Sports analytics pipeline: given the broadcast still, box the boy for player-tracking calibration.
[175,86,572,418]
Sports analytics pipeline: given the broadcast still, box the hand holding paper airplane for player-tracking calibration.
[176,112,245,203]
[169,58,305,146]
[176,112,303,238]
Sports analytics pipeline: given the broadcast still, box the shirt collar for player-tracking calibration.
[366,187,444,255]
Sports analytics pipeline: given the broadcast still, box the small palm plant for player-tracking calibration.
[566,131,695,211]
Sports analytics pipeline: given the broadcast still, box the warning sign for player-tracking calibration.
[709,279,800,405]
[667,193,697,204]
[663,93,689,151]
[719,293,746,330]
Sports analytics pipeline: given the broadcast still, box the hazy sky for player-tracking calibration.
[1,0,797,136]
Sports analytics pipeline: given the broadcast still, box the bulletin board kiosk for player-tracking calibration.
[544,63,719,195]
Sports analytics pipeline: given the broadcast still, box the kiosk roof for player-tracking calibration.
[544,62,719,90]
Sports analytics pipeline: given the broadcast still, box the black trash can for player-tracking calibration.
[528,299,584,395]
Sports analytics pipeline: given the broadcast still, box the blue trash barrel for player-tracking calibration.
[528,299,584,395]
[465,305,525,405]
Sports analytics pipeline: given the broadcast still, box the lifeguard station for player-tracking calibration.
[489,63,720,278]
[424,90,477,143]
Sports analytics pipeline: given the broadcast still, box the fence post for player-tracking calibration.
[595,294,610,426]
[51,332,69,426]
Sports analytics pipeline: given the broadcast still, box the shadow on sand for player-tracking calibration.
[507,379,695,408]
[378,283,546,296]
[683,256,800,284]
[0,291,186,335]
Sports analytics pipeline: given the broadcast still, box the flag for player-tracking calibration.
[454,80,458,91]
************
§ **Aim of the exercise**: Precisely as given, transcribe all of the entries above.

§ **Result for this exercise**:
Sports analytics pipeline: given the broadcast still, box the boy for player-tracking calibration.
[175,86,572,418]
Sports analytics pipeline: given the broadcast still, box the hand holding paper airplane for player-tracking calibration.
[176,112,245,203]
[169,58,305,146]
[176,112,303,238]
Sports analytics pipeline: given the broadcast still, box the shirt collar for player-tracking calibration.
[366,187,444,255]
Sports analytics pipeline: given the broadcast still, box the small palm plant for player-tracking calibration.
[566,131,695,211]
Sports analytics pipeline: given the broadcast still, box the warning sign for player-tracking calibration.
[709,279,800,405]
[667,193,697,204]
[663,93,689,151]
[719,293,746,330]
Sports analytics pipeline: given the broadcast still, box the hazy sky for player-tracking calibration.
[1,0,797,136]
Sports analytics pipeline: given the broadcast still, box the bulletin board kiosk for player-tracking calibration.
[544,63,719,195]
Sports analytics pipeline: given the broadcast still, box the kiosk roof for player-tracking calibration.
[544,62,719,90]
Sports analytics pipeline: given the broadcast still, box the black trash can for player-tracking calibration.
[528,299,584,395]
Sports analytics pipeline: given the broadcast still, box the blue trash barrel for player-tracking calibration.
[528,299,584,395]
[465,305,525,405]
Sports analytics pipeline: given the broadcast still, box the lifeguard station for player-tracking calibration.
[489,63,720,278]
[424,90,477,143]
Sports analytics pipeline: given the broadcast still, box the fence post for player-tracking calibration.
[595,294,610,426]
[51,332,69,426]
Sports analytics pipeline: given the broadcast still, box the shadow on sand for player-tracking calibration.
[507,379,695,408]
[378,283,546,296]
[683,256,800,284]
[0,291,186,335]
Sports analytics pipeline: given the broadcast still, box the flag for player-tracking calibration.
[454,80,458,91]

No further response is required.